Print exactly the first lines of the records. Stop after the line containing "Expected: the position of each instance of the jagged", and leave every picture out.

Supplied records:
· · · · ·

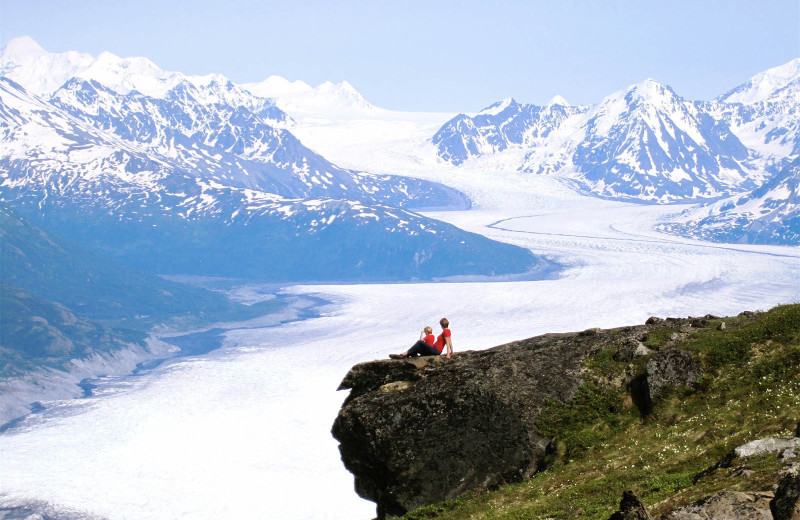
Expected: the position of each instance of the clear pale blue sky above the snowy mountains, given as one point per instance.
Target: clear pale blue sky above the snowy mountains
(447, 55)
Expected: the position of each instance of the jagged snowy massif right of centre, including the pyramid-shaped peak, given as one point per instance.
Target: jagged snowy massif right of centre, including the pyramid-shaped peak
(644, 143)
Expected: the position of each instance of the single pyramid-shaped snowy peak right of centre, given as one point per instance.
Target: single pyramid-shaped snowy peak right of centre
(648, 143)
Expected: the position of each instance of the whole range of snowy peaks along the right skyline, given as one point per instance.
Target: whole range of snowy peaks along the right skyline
(645, 143)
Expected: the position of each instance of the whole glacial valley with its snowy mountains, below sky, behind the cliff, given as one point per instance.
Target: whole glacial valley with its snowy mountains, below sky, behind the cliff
(325, 232)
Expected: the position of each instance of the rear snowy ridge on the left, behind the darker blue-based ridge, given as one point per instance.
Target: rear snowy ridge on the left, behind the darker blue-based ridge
(207, 125)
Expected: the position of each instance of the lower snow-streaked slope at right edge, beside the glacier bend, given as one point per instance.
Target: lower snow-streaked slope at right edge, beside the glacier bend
(767, 215)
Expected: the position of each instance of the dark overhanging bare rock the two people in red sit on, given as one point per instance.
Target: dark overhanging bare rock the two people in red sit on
(423, 431)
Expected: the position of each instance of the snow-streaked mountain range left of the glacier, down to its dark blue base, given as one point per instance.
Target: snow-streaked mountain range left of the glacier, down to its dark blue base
(183, 175)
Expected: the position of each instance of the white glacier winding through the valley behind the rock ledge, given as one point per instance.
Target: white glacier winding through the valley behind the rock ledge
(244, 432)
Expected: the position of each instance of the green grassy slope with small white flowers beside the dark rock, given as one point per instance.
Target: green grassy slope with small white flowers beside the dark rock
(751, 390)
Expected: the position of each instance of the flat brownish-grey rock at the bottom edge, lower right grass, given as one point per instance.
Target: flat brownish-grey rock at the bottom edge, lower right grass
(728, 505)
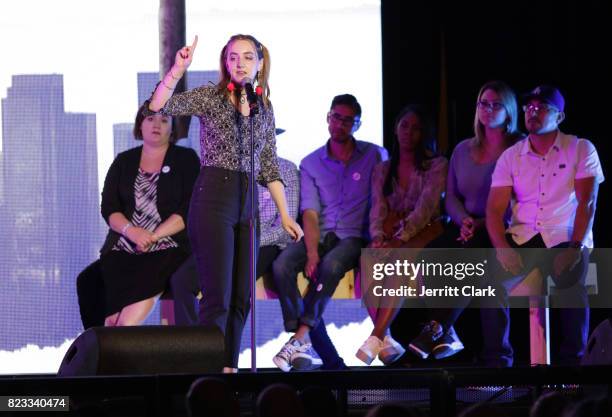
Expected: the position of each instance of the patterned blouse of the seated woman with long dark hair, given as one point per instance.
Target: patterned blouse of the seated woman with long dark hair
(417, 205)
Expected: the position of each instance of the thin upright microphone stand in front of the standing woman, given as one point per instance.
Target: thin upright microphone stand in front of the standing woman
(253, 110)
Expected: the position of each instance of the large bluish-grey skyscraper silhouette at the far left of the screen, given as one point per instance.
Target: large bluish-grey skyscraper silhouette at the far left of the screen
(50, 217)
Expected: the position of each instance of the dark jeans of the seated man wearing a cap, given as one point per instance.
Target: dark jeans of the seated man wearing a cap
(574, 321)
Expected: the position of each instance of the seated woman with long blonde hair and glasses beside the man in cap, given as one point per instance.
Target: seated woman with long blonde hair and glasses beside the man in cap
(467, 188)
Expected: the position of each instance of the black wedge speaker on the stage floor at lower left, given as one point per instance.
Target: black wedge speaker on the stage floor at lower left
(144, 350)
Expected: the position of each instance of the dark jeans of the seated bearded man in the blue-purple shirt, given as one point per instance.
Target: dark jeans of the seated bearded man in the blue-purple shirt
(337, 257)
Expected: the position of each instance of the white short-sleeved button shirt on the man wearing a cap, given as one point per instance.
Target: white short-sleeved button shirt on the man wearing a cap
(543, 196)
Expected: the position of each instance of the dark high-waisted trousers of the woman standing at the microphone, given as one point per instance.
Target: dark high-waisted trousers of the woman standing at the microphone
(218, 228)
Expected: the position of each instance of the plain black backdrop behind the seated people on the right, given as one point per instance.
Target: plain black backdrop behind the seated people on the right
(525, 43)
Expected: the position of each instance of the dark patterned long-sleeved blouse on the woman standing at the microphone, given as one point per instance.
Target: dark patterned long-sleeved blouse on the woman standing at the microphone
(225, 132)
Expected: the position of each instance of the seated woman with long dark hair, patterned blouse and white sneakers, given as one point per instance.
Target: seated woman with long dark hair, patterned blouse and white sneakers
(406, 192)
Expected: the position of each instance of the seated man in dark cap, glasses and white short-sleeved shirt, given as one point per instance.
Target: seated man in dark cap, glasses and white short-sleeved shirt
(550, 179)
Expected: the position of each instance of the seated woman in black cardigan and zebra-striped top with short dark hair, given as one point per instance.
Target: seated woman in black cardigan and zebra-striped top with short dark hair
(145, 201)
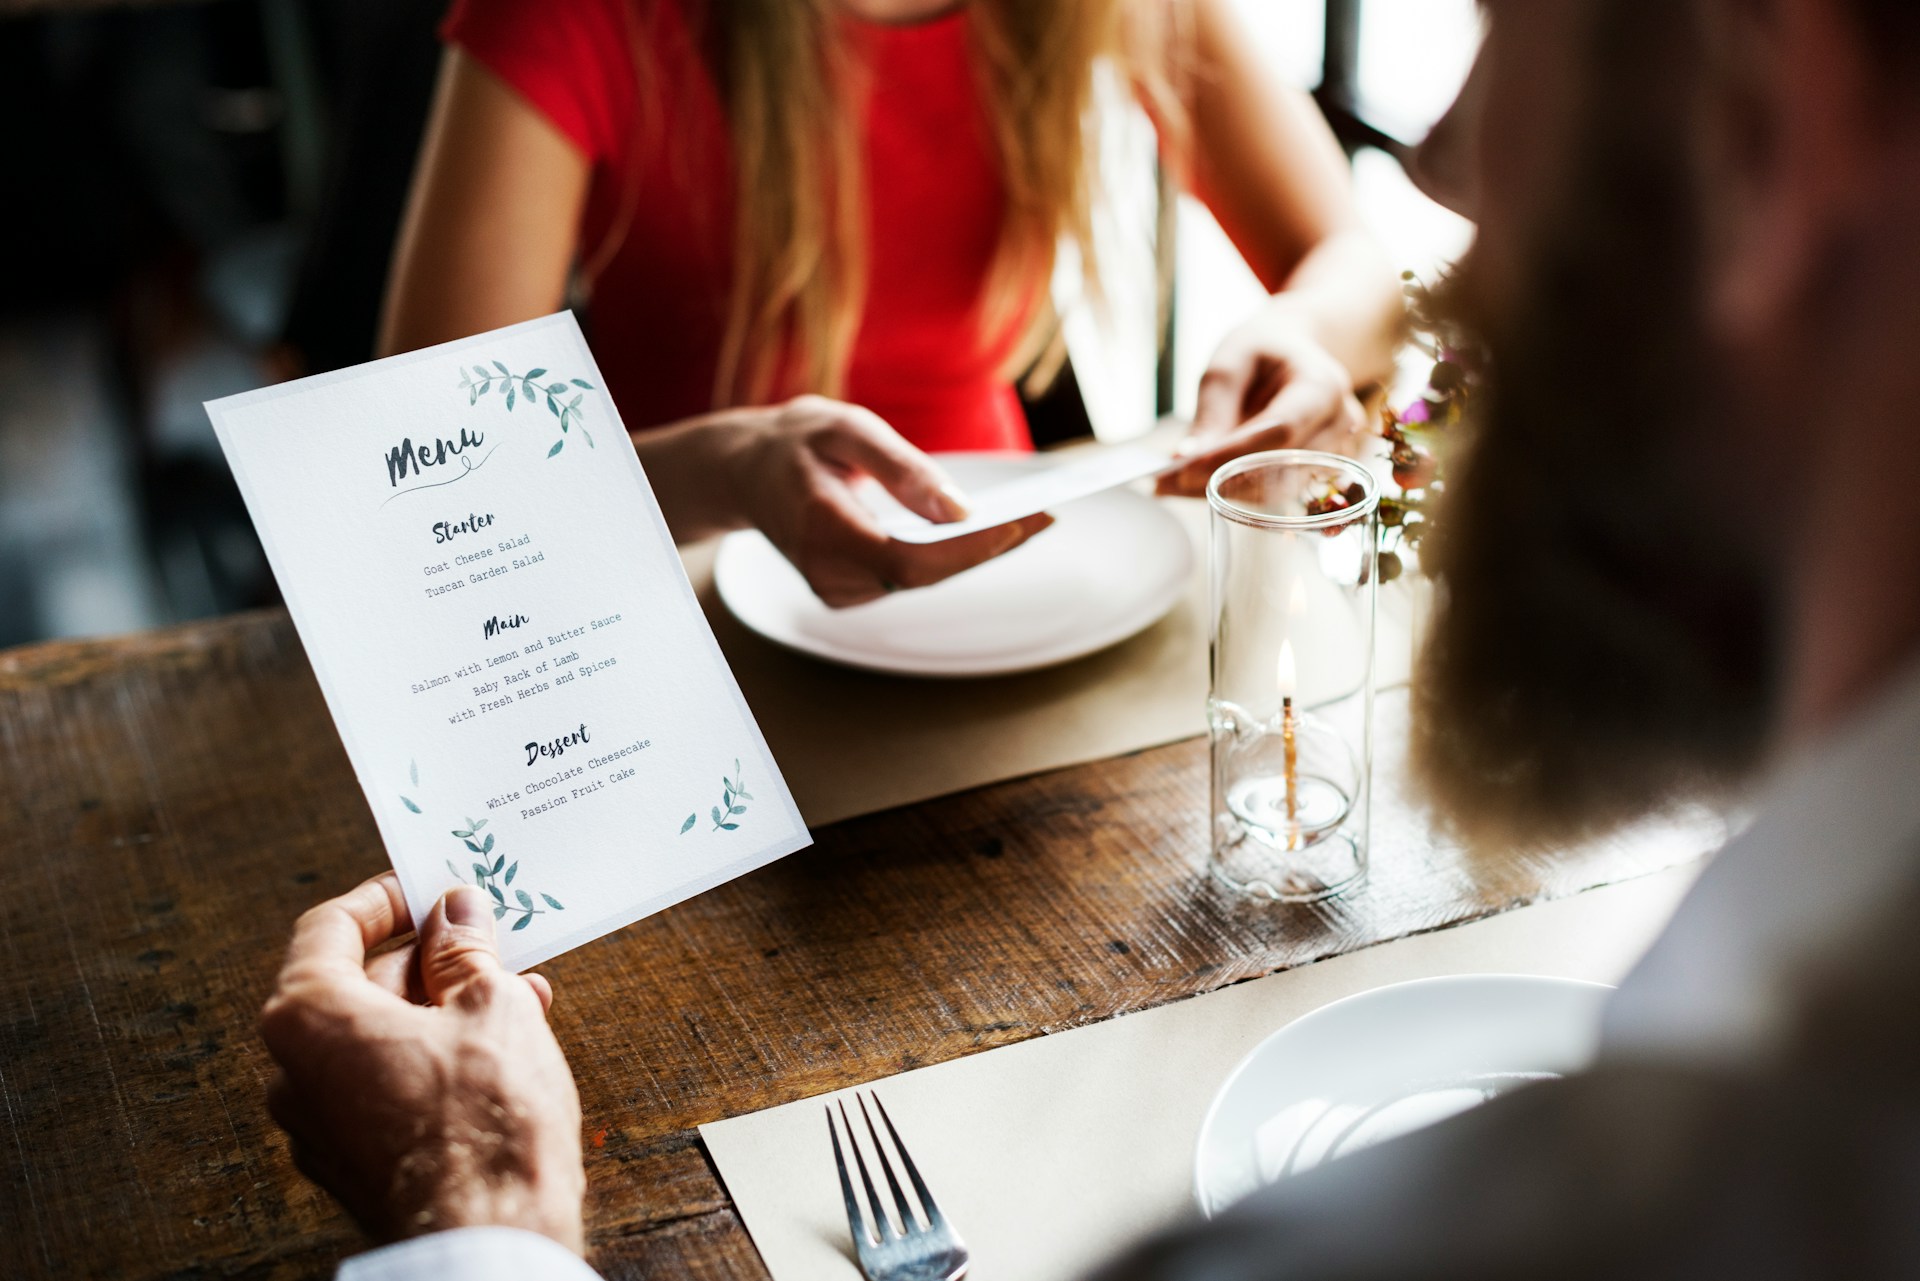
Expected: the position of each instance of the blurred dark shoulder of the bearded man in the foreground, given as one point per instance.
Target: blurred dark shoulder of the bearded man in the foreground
(1800, 1167)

· · · · ·

Written answer:
Expected: the position of each instance of the clear pale blue sky above the snowy mountains, given as one point per instance.
Target: clear pale blue sky above the snowy mountains
(447, 55)
Expected: the position of each instance of the jagged snowy massif right of centre, including the pyramid-shaped peak, given as one point per instance.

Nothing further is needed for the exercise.